ABOUT THIS TASK: Wherever the string "potted" appears in the entries below, return the line that holds it.
(RECORDS TO PROCESS)
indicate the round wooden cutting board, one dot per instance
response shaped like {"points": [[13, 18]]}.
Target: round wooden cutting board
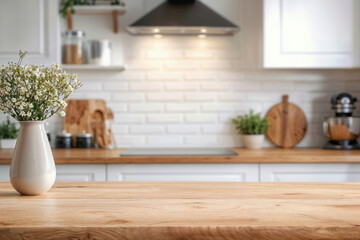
{"points": [[288, 124]]}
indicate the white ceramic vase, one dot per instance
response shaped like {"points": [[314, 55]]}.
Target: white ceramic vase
{"points": [[32, 170], [253, 141]]}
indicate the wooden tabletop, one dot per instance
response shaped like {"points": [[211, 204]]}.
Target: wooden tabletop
{"points": [[187, 210], [269, 155]]}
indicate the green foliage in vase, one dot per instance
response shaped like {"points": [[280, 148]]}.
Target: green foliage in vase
{"points": [[251, 124], [8, 130], [70, 4], [35, 93]]}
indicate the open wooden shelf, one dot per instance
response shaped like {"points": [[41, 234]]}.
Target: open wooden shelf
{"points": [[92, 67], [90, 10], [114, 10]]}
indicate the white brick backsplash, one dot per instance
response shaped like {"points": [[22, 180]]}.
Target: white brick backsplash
{"points": [[181, 86], [145, 107], [128, 97], [119, 128], [322, 86], [160, 53], [197, 140], [217, 128], [181, 107], [129, 118], [226, 117], [232, 97], [131, 76], [165, 140], [164, 118], [98, 95], [264, 96], [90, 86], [216, 107], [229, 140], [215, 86], [146, 129], [200, 118], [288, 86], [129, 140], [200, 76], [216, 65], [229, 54], [117, 107], [246, 86], [114, 86], [164, 76], [199, 97], [195, 53], [182, 128], [145, 86], [231, 76], [144, 65], [177, 65], [245, 107], [164, 97]]}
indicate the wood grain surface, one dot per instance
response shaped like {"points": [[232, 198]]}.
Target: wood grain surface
{"points": [[288, 124], [269, 155], [187, 210], [87, 116]]}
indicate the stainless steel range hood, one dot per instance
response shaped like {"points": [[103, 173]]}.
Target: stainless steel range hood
{"points": [[182, 17]]}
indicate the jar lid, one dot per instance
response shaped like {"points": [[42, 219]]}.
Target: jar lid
{"points": [[74, 33], [84, 134], [64, 134]]}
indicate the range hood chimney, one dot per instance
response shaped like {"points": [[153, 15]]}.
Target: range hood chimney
{"points": [[182, 17]]}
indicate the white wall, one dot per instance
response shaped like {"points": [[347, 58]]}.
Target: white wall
{"points": [[183, 91]]}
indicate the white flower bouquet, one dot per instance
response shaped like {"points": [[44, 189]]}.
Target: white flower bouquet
{"points": [[35, 93]]}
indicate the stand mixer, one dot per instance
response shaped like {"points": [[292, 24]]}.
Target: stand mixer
{"points": [[343, 129]]}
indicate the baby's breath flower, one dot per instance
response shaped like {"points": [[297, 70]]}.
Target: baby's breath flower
{"points": [[30, 91]]}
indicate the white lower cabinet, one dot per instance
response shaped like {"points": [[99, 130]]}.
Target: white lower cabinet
{"points": [[81, 172], [310, 172], [184, 172], [272, 172]]}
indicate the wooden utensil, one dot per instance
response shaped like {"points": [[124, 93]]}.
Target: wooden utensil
{"points": [[88, 116], [288, 124]]}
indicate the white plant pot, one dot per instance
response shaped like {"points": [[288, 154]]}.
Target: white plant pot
{"points": [[253, 141], [32, 170], [7, 143]]}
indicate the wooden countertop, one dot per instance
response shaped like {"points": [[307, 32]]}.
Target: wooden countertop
{"points": [[186, 210], [269, 155]]}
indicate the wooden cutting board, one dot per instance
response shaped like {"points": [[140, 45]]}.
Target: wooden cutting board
{"points": [[288, 124], [87, 116]]}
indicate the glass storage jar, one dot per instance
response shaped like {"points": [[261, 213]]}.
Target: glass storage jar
{"points": [[73, 49]]}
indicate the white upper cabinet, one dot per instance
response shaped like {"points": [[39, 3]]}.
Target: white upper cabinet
{"points": [[310, 34], [30, 25]]}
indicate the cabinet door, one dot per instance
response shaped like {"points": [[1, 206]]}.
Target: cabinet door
{"points": [[4, 172], [81, 172], [184, 172], [310, 34], [30, 25], [310, 172]]}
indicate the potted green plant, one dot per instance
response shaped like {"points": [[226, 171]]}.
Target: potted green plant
(End RECORDS TO PROCESS)
REPLY TO THE TASK:
indicate the potted green plant, one dot per instance
Target: potted green plant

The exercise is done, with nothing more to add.